**Exercise description:** Reproduce exactly the lines from the one containing "In this exercise you will locate the small" through the end of the listing, minus the pictures.
* BEGIN Records for the task *
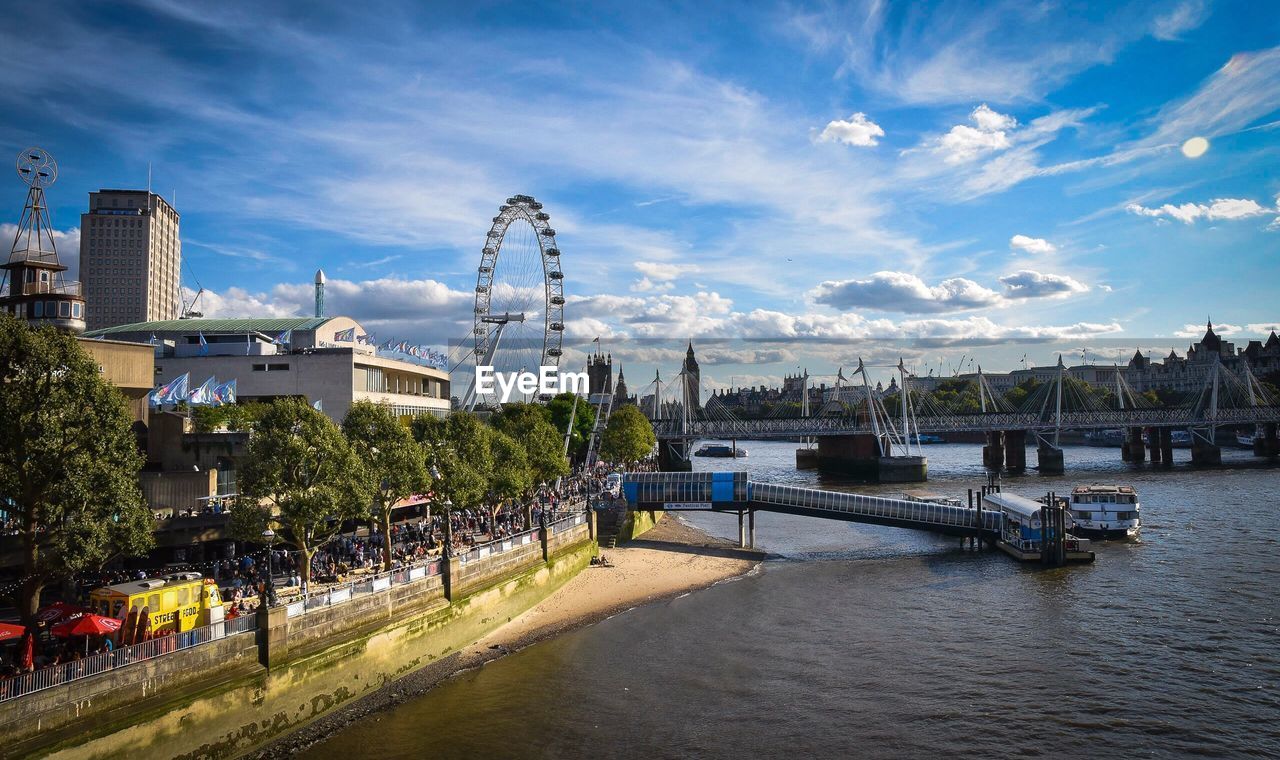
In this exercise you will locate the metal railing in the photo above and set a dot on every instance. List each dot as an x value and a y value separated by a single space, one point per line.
100 663
373 584
805 426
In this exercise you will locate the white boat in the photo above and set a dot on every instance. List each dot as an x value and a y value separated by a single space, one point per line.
1105 511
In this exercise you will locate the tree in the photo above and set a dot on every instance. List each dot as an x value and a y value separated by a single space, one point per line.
584 421
393 462
301 477
512 477
629 436
457 479
544 447
68 461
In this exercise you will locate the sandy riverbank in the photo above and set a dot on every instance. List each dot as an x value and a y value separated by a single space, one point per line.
671 559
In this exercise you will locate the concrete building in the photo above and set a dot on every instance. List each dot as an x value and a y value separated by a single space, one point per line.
131 259
320 360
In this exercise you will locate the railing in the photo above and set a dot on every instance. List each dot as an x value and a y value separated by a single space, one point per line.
365 585
126 655
805 426
923 513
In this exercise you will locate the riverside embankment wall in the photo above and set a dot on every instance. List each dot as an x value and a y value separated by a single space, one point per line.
636 523
225 697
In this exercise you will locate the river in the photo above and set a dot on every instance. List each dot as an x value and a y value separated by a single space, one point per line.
880 642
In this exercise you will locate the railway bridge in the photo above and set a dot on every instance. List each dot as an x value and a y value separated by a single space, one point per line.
862 433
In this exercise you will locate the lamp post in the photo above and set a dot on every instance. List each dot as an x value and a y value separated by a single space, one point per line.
448 527
270 559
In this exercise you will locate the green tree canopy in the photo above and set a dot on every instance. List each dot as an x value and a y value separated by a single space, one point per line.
456 477
629 436
544 447
394 462
561 410
301 477
68 461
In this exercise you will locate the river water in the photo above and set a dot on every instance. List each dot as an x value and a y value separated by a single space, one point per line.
867 641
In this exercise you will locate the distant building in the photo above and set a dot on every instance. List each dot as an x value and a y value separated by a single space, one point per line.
131 259
1191 372
320 360
693 379
599 372
32 287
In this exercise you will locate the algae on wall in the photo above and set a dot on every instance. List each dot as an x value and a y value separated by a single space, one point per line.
638 522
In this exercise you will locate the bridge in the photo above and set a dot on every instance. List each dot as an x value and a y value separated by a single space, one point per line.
735 493
871 433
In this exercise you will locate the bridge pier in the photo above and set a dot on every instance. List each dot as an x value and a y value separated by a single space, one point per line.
1015 451
1050 459
993 453
1166 447
1133 449
673 456
1267 445
1206 454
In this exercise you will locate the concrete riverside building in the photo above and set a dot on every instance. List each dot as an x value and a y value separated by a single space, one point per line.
131 259
324 360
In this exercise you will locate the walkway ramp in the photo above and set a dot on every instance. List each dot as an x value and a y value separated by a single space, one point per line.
735 491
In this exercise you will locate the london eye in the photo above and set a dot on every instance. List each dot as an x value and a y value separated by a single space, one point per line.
520 293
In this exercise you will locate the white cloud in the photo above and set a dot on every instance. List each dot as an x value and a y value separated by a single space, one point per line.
965 143
1197 332
1217 209
1032 245
663 270
905 293
1034 284
1183 18
858 131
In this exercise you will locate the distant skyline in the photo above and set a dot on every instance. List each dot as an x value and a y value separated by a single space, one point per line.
830 179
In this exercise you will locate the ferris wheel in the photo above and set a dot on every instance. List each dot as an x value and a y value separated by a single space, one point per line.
520 293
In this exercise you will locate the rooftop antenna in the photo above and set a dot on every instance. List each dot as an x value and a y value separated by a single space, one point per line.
319 293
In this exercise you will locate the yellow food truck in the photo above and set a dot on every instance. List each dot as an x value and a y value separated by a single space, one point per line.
178 601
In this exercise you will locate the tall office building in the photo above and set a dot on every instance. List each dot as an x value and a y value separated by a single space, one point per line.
131 259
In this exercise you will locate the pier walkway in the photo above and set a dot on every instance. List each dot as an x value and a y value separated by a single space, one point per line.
735 493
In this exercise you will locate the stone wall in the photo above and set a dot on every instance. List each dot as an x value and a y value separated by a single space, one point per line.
227 703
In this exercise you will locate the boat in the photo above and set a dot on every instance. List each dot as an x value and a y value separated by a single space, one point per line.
1105 438
720 451
1105 511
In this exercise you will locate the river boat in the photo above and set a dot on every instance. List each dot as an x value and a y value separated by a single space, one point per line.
1105 438
1105 512
720 451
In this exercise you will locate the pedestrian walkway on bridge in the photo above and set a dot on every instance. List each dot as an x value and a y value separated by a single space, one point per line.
736 493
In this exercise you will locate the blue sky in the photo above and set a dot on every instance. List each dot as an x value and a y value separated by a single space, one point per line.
827 181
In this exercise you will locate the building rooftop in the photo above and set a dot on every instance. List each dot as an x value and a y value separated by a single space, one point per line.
202 325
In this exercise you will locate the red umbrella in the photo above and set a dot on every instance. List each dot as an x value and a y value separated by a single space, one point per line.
87 625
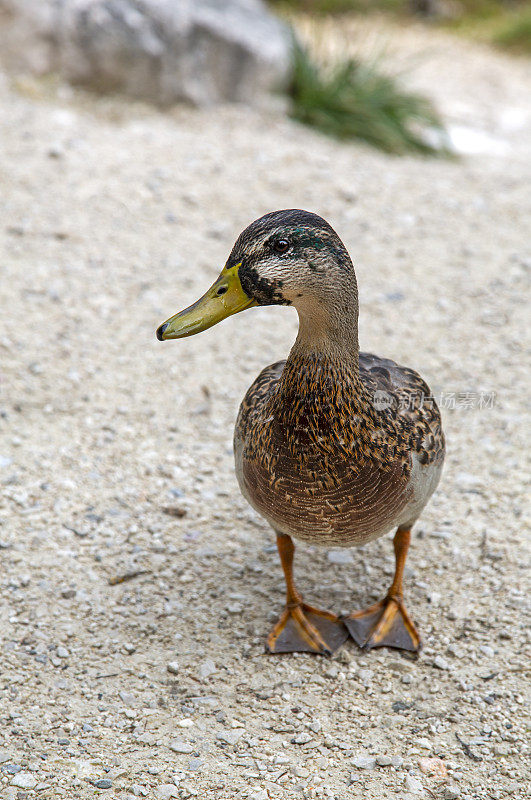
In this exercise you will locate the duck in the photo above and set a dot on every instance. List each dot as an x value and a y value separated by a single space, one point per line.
333 447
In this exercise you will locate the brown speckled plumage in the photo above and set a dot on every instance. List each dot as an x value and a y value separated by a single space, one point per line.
320 461
332 446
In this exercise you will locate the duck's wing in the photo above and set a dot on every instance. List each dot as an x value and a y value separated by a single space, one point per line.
402 392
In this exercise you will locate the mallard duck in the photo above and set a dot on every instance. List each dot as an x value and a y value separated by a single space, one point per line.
332 446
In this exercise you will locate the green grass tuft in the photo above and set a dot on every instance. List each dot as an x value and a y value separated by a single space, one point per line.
515 34
355 101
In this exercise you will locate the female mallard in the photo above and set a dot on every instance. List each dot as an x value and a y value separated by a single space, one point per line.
333 446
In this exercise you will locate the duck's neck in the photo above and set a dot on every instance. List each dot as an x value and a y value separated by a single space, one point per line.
322 370
328 331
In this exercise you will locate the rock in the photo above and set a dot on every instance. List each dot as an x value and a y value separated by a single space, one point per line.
230 736
127 698
364 762
502 749
24 780
451 793
433 766
302 738
261 794
166 790
332 671
164 51
413 785
207 668
181 747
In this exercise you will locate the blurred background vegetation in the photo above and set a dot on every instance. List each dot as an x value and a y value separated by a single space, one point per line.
504 23
352 98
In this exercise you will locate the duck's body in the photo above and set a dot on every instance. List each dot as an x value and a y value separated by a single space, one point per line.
333 446
338 456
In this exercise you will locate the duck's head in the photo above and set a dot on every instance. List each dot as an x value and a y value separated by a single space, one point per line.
290 257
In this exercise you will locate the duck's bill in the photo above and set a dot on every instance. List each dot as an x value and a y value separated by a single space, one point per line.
224 298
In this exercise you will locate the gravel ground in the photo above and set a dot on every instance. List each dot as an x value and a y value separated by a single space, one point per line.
116 461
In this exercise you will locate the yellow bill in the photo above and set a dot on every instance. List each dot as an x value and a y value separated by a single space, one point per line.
224 298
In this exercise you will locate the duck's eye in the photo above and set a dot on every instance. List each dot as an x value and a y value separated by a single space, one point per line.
281 246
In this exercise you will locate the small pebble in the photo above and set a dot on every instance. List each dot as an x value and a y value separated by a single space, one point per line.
24 780
364 762
302 738
166 790
451 793
103 783
207 668
230 736
413 785
181 747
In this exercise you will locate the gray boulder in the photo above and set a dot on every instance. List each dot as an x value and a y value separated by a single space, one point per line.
198 51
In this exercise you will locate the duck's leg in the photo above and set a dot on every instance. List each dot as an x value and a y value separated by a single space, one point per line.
387 623
302 628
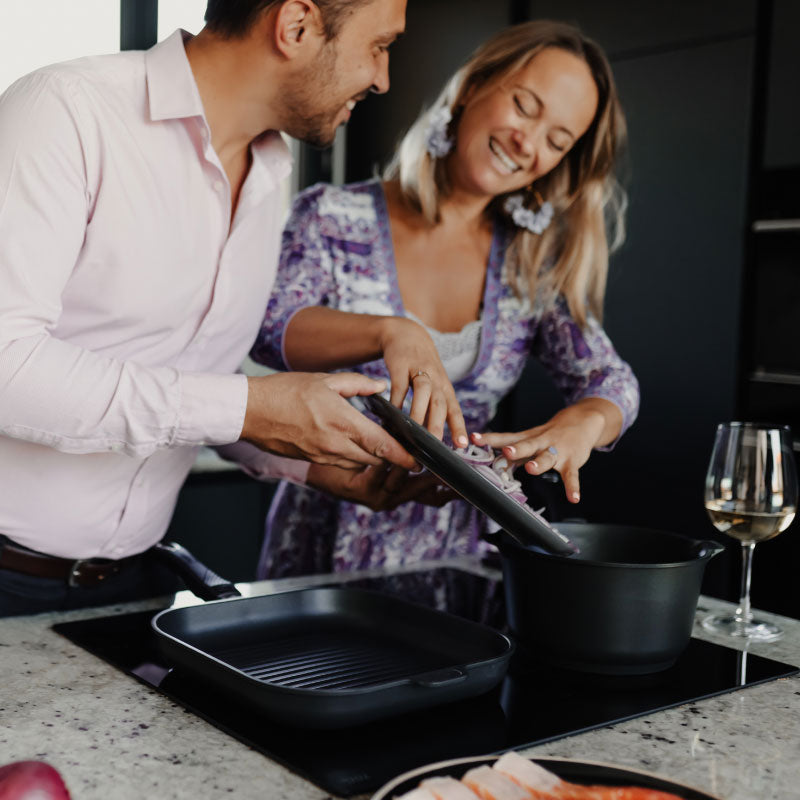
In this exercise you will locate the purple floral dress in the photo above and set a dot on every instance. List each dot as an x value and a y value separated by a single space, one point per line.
337 252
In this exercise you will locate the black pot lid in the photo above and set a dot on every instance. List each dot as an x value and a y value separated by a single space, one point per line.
518 520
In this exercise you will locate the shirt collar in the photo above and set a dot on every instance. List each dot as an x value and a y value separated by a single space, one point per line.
173 94
171 88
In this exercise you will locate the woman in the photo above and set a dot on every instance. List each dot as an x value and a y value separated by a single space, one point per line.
485 243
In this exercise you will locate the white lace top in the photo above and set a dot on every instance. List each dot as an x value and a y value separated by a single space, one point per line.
458 349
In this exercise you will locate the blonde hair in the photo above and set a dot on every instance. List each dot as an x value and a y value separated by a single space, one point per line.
* END Records for the task *
**Response to this exercise:**
In this exercise you will locate the small pebble in the photo above and set a dot on every instance. List each dot as an x value and a y value separated by a single space, one point per line.
24 780
364 762
302 738
166 790
451 793
103 783
207 668
230 736
413 785
181 747
In this exercise you will locate the gray boulder in the photo above and set a dot on every instance. List each dot as an x value and a y value separated by a single space, one point per line.
198 51
In this exercise you will locate the duck's leg in the photo above and set a dot on every instance. List each dot as an x value and a y value separated by a single space, one point per line.
387 623
302 628
In this exercise you will locate the purple floral dress in the photo above and set a dot on every instance. List each dot as an x value and a y value separated by a single space, one point per line.
337 252
In this exercise you will locate the black pot lid in the photo above and set a dot on every instance. List each dot as an x value and a y value separated by a single space, one point per line.
518 520
In this exercise you will locate the shirt collar in the photo above and set a dot on every instance. List each dot as an x value and a y value separated by a single space, one point per line.
173 94
171 88
In this exercise you will locate the woman in the photo above and set a dot on every instance. List each dot as an x value and a y value separated by a single space, one point per line.
485 243
In this exercise you will locate the white lace top in the photo above and set a dot on every instance. List each dot as an x value and a y value separated by a single space, one point per line.
458 349
In this exercise you will locate the blonde hair in the photo above and set a dot on every instance. List each dot as an x value and a y value separated by a single space, one point per line.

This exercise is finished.